# Aim of the task:
Copy out every line below without alteration.

++++++++++++++++++++

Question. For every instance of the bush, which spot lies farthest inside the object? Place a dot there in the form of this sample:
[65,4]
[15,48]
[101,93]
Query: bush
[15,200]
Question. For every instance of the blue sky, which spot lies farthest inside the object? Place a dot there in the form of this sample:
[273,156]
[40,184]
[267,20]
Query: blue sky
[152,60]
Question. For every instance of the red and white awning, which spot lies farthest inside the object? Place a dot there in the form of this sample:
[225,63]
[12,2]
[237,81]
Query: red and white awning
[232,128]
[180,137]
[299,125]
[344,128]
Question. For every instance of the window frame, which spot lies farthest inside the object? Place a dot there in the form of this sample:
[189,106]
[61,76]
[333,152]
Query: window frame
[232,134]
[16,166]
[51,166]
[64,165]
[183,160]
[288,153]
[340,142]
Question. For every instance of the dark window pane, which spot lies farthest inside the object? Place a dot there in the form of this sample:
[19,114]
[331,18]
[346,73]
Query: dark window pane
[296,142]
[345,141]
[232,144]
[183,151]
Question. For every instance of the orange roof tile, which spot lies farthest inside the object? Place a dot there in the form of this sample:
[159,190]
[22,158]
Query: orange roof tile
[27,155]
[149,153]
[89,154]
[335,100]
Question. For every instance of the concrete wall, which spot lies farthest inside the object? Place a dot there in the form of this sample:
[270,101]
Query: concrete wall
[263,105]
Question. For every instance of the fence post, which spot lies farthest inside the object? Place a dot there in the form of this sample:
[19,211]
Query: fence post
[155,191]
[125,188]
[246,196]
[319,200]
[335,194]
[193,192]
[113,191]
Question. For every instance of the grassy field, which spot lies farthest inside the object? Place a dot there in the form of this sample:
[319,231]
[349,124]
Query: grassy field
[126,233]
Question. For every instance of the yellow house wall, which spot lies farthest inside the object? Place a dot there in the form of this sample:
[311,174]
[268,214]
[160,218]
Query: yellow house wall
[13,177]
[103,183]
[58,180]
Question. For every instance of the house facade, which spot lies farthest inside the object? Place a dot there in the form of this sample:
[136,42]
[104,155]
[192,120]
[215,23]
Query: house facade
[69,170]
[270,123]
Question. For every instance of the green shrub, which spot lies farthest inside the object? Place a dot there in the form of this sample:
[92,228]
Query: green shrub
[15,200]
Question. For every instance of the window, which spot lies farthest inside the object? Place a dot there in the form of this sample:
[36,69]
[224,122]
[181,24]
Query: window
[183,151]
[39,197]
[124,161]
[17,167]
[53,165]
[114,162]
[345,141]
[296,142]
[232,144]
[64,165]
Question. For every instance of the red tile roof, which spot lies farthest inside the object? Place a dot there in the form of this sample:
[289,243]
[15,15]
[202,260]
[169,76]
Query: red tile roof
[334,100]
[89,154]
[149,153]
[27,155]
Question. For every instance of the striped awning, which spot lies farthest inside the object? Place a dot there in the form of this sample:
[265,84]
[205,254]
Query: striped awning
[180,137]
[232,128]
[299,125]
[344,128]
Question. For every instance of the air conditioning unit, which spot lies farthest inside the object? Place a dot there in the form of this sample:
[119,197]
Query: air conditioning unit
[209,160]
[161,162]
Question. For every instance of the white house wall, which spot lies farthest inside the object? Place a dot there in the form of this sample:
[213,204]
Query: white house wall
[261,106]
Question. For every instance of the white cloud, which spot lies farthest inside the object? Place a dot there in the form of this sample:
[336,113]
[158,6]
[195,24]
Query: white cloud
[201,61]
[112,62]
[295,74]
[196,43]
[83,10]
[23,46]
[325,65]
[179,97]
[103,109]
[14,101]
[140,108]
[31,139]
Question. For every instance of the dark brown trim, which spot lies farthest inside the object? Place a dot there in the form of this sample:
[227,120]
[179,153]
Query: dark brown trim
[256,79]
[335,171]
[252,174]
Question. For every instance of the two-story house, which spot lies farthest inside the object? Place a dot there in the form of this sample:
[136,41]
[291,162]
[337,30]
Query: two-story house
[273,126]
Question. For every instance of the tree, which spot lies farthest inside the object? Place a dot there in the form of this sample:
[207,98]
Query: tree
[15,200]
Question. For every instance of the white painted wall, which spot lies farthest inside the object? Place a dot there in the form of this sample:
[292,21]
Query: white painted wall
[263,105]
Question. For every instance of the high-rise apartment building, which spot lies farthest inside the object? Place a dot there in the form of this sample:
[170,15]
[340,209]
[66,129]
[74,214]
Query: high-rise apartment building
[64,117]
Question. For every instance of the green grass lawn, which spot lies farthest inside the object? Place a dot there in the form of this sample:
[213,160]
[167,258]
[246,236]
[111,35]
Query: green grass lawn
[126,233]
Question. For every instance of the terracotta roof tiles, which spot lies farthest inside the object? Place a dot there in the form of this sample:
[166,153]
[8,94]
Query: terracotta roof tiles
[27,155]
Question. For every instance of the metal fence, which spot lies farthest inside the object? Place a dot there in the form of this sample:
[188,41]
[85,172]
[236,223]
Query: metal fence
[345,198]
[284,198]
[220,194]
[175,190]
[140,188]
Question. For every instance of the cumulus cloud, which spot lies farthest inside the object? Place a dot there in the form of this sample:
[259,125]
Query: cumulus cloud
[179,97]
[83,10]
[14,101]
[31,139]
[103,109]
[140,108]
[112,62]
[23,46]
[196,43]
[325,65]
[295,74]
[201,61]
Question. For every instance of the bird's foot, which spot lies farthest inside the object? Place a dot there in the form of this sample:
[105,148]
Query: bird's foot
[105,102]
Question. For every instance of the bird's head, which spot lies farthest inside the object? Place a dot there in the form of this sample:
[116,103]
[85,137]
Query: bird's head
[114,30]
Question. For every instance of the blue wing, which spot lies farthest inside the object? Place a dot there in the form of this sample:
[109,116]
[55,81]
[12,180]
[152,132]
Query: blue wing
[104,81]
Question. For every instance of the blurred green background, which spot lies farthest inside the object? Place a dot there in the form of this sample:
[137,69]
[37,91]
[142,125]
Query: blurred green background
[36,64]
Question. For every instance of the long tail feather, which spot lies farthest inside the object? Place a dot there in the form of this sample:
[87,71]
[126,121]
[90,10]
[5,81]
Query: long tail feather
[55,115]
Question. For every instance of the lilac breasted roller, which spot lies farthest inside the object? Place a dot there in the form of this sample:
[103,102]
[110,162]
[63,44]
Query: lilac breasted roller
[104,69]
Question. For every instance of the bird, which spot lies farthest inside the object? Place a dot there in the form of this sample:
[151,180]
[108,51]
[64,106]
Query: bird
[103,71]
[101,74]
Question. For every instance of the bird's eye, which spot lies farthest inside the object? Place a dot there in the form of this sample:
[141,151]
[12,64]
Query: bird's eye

++++++++++++++++++++

# Task response:
Question. For every instance of the bush, which spot lies farthest inside the object? Place a dot there in the form of this sample:
[65,4]
[15,48]
[101,93]
Query: bush
[15,200]
Question. For every instance of the blue sky, which spot lies farthest inside the object? Place a dot there in the form of this sample:
[273,156]
[40,184]
[267,20]
Query: blue sky
[152,60]
Question. For every instance of the red and white awning, which spot lies farthest inside the object? Place a dot there in the form of this sample:
[225,63]
[12,2]
[237,81]
Query: red and white awning
[232,128]
[180,137]
[299,125]
[344,128]
Question. For every instance of the window frame, which spot lies farthest inside the object? Place a dot there in the form of this sample:
[189,106]
[61,76]
[333,152]
Query: window frame
[232,134]
[16,166]
[51,166]
[64,165]
[183,160]
[288,153]
[340,142]
Question. For every instance of the dark window pane, which spot lies farthest inside the object? Place a dot there in the form of this sample:
[19,114]
[331,18]
[346,73]
Query: dark window pane
[296,142]
[345,141]
[232,144]
[183,151]
Question. For every instance of the orange roof tile, which spot lies farthest inside the object? Place a dot there in the form of this sample:
[159,190]
[22,158]
Query: orange roof tile
[27,155]
[149,153]
[89,154]
[335,100]
Question. For every instance of the concrete wall, which spot lies farthest inside the object? Place a dot there in the form of this sample:
[270,101]
Query: concrete wall
[263,105]
Question. For every instance of the fence post, which spot lies farthest inside the object? Place a dot there in the form of this sample:
[19,211]
Query: fence post
[155,191]
[125,188]
[246,196]
[319,200]
[335,194]
[193,192]
[113,191]
Question. For every instance of the grassy field, which spot lies farthest inside the object? Place a dot there in the form of this sample:
[319,231]
[349,124]
Query: grassy field
[126,233]
Question. For every instance of the yellow house wall, which spot lies farthest inside the object? Place a dot there in the form of this sample:
[311,174]
[268,214]
[160,218]
Query: yellow house wall
[13,177]
[103,183]
[58,180]
Question. For every instance of the house facade, which spot lies farthest inside the object? Place a dot there in the form of this sample:
[136,42]
[104,155]
[192,120]
[215,23]
Query: house facade
[69,170]
[270,123]
Question. For every instance of the green shrub, which spot lies farthest inside the object? Place a dot there in the form of this sample:
[92,228]
Query: green shrub
[15,200]
Question. For every instance of the window, which spot lies farthest inside the object? Place a dot there in the form of this sample:
[36,69]
[224,122]
[181,24]
Query: window
[183,151]
[39,197]
[124,161]
[17,167]
[53,165]
[114,162]
[345,141]
[296,142]
[232,144]
[64,165]
Question. For every instance of the red tile roof, which spot lies farthest inside the object? Place a dot there in the form of this sample:
[289,243]
[15,15]
[202,260]
[169,76]
Query: red tile roof
[334,100]
[89,154]
[149,153]
[27,155]
Question. For every instance of the striped awning, which spot lies farthest inside the object? Place a dot there in the form of this sample:
[265,84]
[205,254]
Query: striped awning
[180,137]
[232,128]
[299,125]
[344,128]
Question. For every instance of the air conditioning unit, which spot lies farthest inside the object? Place a dot there in the form of this sample:
[119,197]
Query: air conditioning unit
[209,160]
[161,162]
Question. For every instance of the white house wall, which spot lies farthest inside the object? Place a dot there in the form of this sample:
[213,204]
Query: white house wall
[261,106]
Question. For every instance of the white cloud, which spot lies farthest inside the object? Place a dot there in the form of this sample:
[336,113]
[158,6]
[195,24]
Query: white cloud
[201,61]
[112,62]
[295,74]
[196,43]
[83,10]
[23,46]
[325,65]
[179,97]
[103,109]
[14,101]
[140,108]
[31,139]
Question. For every instance of the dark brown trim, which spot lies farthest inside the object? Place a dot there in the form of this sample:
[227,120]
[179,153]
Query: dark brown trim
[256,79]
[335,171]
[252,174]
Question. For every instance of the two-story house, which spot lies farthest inside the object? Place a dot there in the form of this sample:
[136,41]
[291,162]
[337,30]
Query: two-story house
[273,126]
Question. For every instance of the tree, which spot lies farthest inside the object? Place a dot there in the form of this sample:
[207,98]
Query: tree
[15,200]
Question. For every instance of the white painted wall, which spot lies farthest inside the object? Place a dot there in the form of this sample:
[292,21]
Query: white painted wall
[263,105]
Question. For every instance of the high-rise apartment building, which spot lies farthest inside the object? Place a dot there in the form of this sample:
[170,15]
[340,209]
[66,129]
[74,214]
Query: high-rise apartment building
[64,117]
Question. For every instance of the green grass lawn, which spot lies farthest inside the object? Place a dot there in the form of this sample:
[213,160]
[167,258]
[246,236]
[111,35]
Query: green grass lawn
[126,233]
Question. For every instance of the terracotta roof tiles, which spot lies farthest inside the object? Place a dot there in the form of this sample:
[166,153]
[8,94]
Query: terracotta roof tiles
[27,155]
Question. For every instance of the metal fence, which spot lies farthest inside the object? Place a dot there in the form of this sample:
[188,41]
[85,172]
[236,223]
Query: metal fence
[345,198]
[284,198]
[220,194]
[175,190]
[140,188]
Question. For every instance of the cumulus cloud, which spot lies farthest inside the object? Place a dot there in the form of this sample:
[259,125]
Query: cumulus cloud
[179,97]
[83,10]
[14,101]
[31,139]
[103,109]
[140,108]
[112,62]
[23,46]
[196,43]
[325,65]
[295,74]
[201,61]
Question. For every instance of the bird's foot, which spot lies farthest inside the object? Place a dot there in the form of this sample:
[105,148]
Query: bird's foot
[105,102]
Question. For every instance of the bird's head, which spot lies farthest inside the object? Place a dot there in the form of this sample:
[116,103]
[85,137]
Query: bird's head
[114,30]
Question. For every instance of the blue wing, which spot lies farthest inside the object? Place a dot there in the form of this sample:
[109,116]
[55,81]
[12,180]
[152,132]
Query: blue wing
[104,81]
Question. For every instance of the blurred green background, which spot lies farthest inside the object? Place a dot there in the form of this sample:
[137,69]
[37,91]
[142,125]
Query: blurred green background
[36,64]
Question. For every instance of the long tail feather, which spot lies farthest inside the object? Place a dot there in the form of this sample:
[87,71]
[126,121]
[90,10]
[5,81]
Query: long tail feather
[55,115]
Question. For every instance of the lilac breasted roller, which spot lies farthest inside the object? Place a dot there in the form of this sample:
[103,102]
[110,162]
[63,44]
Query: lilac breasted roller
[104,69]
Question. For every instance of the bird, which spot lies farthest inside the object? Place a dot there in the form of this sample:
[151,180]
[108,51]
[64,106]
Query: bird
[103,71]
[101,74]
Question. For every instance of the bird's eye, which spot lies farthest inside the object? Place a dot there in the form of this sample:
[141,151]
[12,64]
Query: bird's eye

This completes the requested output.